Zur Ermittlung der AfA ist der Gesamtkaufpreis eines bebauten Grundstücks in einen Anteil für das Gebäude und einen Anteil für den Grund und Boden sowie ggf. Außenanlagen auf­zu­teilen. Wir empfehlen, diese Aufteilung bereits im notariellen Kauf­vertrag vor­zunehmen1.

Fehlen einer ver­trag­lichen Auf­tei­lung

Fehlt eine bindende vertragliche Aufteilung, bleiben für die Kaufpreisaufteilung noch die folgenden Möglichkeiten:

Anerkannte Bewertungsmethode durch einen Gutachter oder
Kaufpreisaufteilung durch die „Arbeitshilfe“ des BMF2.

Urteilsfall

Im Urteilsfall ermittelte der Gutachter für eine Eigentumswohnung mit Tiefga­ra­gen­stell­platz die Kaufpreisaufteilung mit der Er­trags­wert­methode. Das Fi­nanz­amt war im Klageverfahren der Ansicht, dass das Sach­wert­ver­fahren an­zu­wen­den sei.

[Einträge zur Regionsannotation]
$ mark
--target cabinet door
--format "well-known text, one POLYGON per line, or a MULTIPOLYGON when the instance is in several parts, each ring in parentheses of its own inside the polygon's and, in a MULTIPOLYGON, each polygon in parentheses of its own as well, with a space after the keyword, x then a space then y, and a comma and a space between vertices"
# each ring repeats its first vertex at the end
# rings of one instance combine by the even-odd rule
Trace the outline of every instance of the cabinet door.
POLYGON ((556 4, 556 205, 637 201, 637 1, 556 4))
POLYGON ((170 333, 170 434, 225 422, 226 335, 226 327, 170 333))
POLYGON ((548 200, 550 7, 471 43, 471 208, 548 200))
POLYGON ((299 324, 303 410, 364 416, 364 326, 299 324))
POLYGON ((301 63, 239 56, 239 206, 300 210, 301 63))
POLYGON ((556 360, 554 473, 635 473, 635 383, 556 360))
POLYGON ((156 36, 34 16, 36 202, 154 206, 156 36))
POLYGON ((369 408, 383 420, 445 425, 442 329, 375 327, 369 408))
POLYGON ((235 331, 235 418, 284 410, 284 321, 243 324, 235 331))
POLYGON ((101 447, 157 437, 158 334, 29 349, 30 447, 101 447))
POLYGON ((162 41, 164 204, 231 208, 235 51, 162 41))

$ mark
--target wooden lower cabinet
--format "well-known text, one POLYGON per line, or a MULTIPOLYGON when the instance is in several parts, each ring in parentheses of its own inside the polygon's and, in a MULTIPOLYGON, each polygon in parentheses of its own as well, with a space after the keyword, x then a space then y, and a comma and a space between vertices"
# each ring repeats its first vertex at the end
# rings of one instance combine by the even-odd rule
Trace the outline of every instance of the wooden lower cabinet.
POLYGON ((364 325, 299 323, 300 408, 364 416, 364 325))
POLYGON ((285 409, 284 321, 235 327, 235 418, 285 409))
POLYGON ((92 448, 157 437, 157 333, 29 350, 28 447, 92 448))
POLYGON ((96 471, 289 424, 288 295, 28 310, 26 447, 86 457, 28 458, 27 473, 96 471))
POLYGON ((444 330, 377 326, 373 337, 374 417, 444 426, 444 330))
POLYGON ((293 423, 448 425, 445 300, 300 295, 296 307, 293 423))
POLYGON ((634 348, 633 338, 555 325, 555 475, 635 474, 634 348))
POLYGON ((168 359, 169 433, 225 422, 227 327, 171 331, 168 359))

Arbeitsanweisungen:
1) Wandle die Zeilen der Auflistung in eine nummerierte Liste um, beginnend mit der ersten Zeile und endend mit der Zeile, die "POLYGON ((162 41, 164" enthält. Beide Enden gehören dazu, Leerzeilen fallen weg.
2) Setze den Textauszug zur Kaufpreisaufteilung bei bebauten Grundstücken nach seinem letzten Satz fort.

Die Lösungen:
1)
1. $ mark
2. --target cabinet door
3. --format "well-known text, one POLYGON per line, or a MULTIPOLYGON when the instance is in several parts, each ring in parentheses of its own inside the polygon's and, in a MULTIPOLYGON, each polygon in parentheses of its own as well, with a space after the keyword, x then a space then y, and a comma and a space between vertices"
4. # each ring repeats its first vertex at the end
5. # rings of one instance combine by the even-odd rule
6. Trace the outline of every instance of the cabinet door.
7. POLYGON ((556 4, 556 205, 637 201, 637 1, 556 4))
8. POLYGON ((170 333, 170 434, 225 422, 226 335, 226 327, 170 333))
9. POLYGON ((548 200, 550 7, 471 43, 471 208, 548 200))
10. POLYGON ((299 324, 303 410, 364 416, 364 326, 299 324))
11. POLYGON ((301 63, 239 56, 239 206, 300 210, 301 63))
12. POLYGON ((556 360, 554 473, 635 473, 635 383, 556 360))
13. POLYGON ((156 36, 34 16, 36 202, 154 206, 156 36))
14. POLYGON ((369 408, 383 420, 445 425, 442 329, 375 327, 369 408))
15. POLYGON ((235 331, 235 418, 284 410, 284 321, 243 324, 235 331))
16. POLYGON ((101 447, 157 437, 158 334, 29 349, 30 447, 101 447))
17. POLYGON ((162 41, 164 204, 231 208, 235 51, 162 41))

2)
Kein Vorrang eines bestimmten Bewer­tungs­ver­fahrens

Der BFH kam zum Ergebnis, dass bei der Bewertung durch einen Gutachter kein Vorrang eines Bewertungs­ver­fahrens besteht. Die in der ImmoWertV ge­re­gel­ten Be­wer­tungs­ver­fah­ren (Ertragswert-, Sachwert- und Vergleichs­wert­ver­fahren) sind grund­sätz­lich gleichrangig. Bei Objekten, bei denen die Ren­di­te­er­wartung prägend für die Kauf­ent­schei­dung (hier: Eigentums­woh­nung) ist, be­steht Raum für die Anwendung des Er­­trags­­wert­­ver­­fah­rens. Ein ge­nerel­ler Vor­rang einer Me­tho­de ist nicht gegeben; es bedarf viel­mehr einer ein­zel­fall­be­zo­genen Be­wer­tung.

Verfahren soll die Wert­ver­hält­nis­se ab­bilden

Der BFH bestätigte damit, dass das Verfahren zu wählen ist, welches am ehesten die tatsächlichen Wertverhältnisse zutreffend abbildet:

Bei einem denkmalgeschützten, umfassend sanierten Mietwohngebäude ist das Sach­wert­ver­fah­ren geeignet3.
Bei Renditeobjekten steht der Ertragsgedanke im Vordergrund und deshalb ist das Er­trags­wert­ver­fah­ren angemessener4.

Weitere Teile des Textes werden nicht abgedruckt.